### Passage given

┌──

Castillo and its progeny assume too much. Castillo assumed that since the defendant committed a burglary three years after his previous conviction and that his previous prison sentence was for two years, he was necessarily out of custody and, inferentially, had completed his term. (217 Cal.App.3d 1020, 1024, 266 Cal.Rptr. 271.) However, there are reasons why a defendant might not have served a completed term other than escape. For example, where a prior sentence is recalled pursuant to section 1170, subdivision (d) or (f), and the defendant is resentenced, the initial commitment does not constitute a “prior separate prison term” to enhance a later offense. (See In re Acker (1984) 158 Cal.App.3d 888, 205 Cal.Rptr. 82.)
Section (d) specifically provides that for purposes of this section the defendant shall be deemed to remain in prison custody for an offense until the official discharge from custody or until release on parole, whichever first occurs, including any time during which the defendant remains subject to reimprisonment for escape from custody or is reimprisoned on revocation of parole. “The additional penalties provided for prior prison terms shall not be imposed unless they are charged and admitted or found true in the action for the new offense.” (§ 667.5, subd. (d).)
Subdivision (g) provides that “A prior separate prison term for the purposes of this section shall mean a continuous completed period of prison incarceration imposed for the particular offense alone or in combination with concurrent or consecutive sentences for other crimes, including any reimprisonment on revocation of parole which is not accompanied by a new commitment to prison, and including any reimprisonment after an escape from incarceration.”

└──

### Boundary labeling listing
┌──

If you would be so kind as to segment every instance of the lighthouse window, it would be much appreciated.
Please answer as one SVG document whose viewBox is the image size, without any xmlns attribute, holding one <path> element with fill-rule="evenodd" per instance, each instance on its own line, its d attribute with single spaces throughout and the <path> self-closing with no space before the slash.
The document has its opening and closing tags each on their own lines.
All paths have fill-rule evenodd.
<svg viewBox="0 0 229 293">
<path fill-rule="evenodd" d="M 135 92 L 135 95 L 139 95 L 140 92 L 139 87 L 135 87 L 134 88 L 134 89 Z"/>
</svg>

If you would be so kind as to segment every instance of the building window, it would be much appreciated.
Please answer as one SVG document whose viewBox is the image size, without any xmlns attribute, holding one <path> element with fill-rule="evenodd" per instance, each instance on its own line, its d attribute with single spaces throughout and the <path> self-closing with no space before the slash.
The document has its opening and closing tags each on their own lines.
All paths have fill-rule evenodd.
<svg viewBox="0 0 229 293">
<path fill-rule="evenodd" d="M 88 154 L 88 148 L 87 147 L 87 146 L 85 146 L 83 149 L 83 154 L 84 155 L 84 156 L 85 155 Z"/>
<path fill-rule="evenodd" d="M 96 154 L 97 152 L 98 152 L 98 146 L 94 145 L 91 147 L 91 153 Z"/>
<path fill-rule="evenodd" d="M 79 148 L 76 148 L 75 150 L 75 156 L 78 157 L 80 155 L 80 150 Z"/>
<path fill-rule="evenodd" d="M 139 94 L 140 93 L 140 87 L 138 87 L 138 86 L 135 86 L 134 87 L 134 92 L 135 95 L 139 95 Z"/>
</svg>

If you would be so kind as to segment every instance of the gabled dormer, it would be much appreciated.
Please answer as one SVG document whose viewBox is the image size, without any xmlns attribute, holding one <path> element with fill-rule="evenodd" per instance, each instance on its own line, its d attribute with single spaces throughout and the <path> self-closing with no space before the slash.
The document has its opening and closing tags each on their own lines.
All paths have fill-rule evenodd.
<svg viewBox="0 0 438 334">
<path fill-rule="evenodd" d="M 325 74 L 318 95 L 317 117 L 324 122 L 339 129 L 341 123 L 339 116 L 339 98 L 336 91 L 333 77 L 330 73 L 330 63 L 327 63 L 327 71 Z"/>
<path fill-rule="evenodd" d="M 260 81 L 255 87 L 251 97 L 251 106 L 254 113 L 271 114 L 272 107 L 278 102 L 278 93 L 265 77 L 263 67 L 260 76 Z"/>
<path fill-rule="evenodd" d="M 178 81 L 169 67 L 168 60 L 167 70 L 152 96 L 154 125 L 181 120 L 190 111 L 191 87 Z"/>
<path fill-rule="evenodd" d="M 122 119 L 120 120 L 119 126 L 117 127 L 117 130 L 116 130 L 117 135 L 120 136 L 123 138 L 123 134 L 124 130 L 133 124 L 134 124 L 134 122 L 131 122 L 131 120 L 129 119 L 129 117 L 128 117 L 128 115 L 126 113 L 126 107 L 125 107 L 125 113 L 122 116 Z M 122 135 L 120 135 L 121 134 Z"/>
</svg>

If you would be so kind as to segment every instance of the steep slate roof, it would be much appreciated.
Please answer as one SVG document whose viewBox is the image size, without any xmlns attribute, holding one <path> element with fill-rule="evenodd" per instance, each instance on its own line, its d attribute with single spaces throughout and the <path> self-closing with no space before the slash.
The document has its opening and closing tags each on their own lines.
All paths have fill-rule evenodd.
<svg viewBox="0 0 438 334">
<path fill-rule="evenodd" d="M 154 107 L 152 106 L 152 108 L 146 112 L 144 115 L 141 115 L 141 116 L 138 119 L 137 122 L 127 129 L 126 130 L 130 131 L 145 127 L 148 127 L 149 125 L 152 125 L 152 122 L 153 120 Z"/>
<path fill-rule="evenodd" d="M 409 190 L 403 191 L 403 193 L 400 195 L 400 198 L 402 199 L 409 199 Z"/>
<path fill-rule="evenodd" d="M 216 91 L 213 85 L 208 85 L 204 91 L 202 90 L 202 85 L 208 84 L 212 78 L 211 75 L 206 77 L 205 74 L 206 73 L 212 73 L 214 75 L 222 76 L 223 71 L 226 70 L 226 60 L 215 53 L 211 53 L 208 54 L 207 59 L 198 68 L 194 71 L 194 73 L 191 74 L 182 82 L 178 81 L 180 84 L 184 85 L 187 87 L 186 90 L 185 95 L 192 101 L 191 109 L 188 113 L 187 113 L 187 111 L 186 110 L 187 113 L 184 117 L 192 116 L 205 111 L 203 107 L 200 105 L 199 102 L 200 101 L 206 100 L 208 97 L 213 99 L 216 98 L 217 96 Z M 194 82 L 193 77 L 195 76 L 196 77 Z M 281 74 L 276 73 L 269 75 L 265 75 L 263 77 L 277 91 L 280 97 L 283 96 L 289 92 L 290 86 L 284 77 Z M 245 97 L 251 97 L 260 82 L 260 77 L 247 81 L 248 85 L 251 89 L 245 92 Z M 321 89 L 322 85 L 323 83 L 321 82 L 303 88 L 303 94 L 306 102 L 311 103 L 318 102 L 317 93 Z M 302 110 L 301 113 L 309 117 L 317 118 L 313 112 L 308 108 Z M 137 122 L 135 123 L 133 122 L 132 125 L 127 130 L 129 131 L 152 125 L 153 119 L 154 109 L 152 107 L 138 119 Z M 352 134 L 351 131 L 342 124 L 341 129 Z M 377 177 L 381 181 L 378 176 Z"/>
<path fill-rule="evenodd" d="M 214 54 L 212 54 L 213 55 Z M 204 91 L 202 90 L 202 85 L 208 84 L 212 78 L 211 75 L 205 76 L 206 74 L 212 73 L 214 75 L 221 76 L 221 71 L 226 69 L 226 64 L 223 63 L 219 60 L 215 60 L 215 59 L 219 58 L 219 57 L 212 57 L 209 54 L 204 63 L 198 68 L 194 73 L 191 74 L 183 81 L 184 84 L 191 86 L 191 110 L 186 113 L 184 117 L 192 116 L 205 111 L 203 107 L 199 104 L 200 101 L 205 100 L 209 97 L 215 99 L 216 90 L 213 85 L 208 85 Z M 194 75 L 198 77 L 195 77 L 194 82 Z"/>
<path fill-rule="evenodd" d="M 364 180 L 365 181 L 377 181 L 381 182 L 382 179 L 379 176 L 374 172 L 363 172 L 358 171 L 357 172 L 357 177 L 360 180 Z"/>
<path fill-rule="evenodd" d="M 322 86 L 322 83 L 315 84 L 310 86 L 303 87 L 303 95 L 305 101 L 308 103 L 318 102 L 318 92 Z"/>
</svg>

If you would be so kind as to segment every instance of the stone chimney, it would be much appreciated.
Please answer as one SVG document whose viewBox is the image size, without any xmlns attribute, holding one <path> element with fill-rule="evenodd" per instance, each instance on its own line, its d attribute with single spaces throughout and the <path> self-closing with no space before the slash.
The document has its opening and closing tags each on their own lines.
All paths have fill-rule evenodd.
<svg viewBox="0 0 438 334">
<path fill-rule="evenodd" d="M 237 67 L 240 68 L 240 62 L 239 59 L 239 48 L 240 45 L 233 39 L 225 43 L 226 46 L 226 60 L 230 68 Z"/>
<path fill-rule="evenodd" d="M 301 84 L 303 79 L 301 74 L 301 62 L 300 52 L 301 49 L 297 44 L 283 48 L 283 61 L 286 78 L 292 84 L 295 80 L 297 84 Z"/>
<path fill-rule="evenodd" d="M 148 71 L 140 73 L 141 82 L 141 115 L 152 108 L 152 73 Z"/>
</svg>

└──

### Task goal
In the passage on prior prison terms, which case is cited for the rule that an initial commitment does not count as a "prior separate prison term" when the sentence is recalled under section 1170 and the defendant is resentenced?

### Expected answer
In re Acker (1984) 158 Cal.App.3d 888.